[Text-to-region grounding data]
• • • • • • •
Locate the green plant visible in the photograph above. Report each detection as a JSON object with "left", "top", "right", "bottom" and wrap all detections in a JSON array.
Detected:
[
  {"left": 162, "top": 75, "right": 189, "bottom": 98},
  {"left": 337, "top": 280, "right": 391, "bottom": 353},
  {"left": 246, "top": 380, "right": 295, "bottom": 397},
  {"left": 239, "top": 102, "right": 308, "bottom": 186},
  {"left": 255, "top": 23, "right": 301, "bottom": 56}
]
• • • • • • •
ABOUT THIS TASK:
An exact restatement of the data above is required.

ANSWER BOX:
Locate the green plant visible in the photograph above. Report each detection as a JSON object with "left", "top", "right", "bottom" and wrap all detections in a JSON array.
Detected:
[
  {"left": 162, "top": 75, "right": 189, "bottom": 98},
  {"left": 337, "top": 280, "right": 391, "bottom": 353},
  {"left": 246, "top": 380, "right": 295, "bottom": 397},
  {"left": 239, "top": 102, "right": 308, "bottom": 186},
  {"left": 255, "top": 23, "right": 301, "bottom": 56}
]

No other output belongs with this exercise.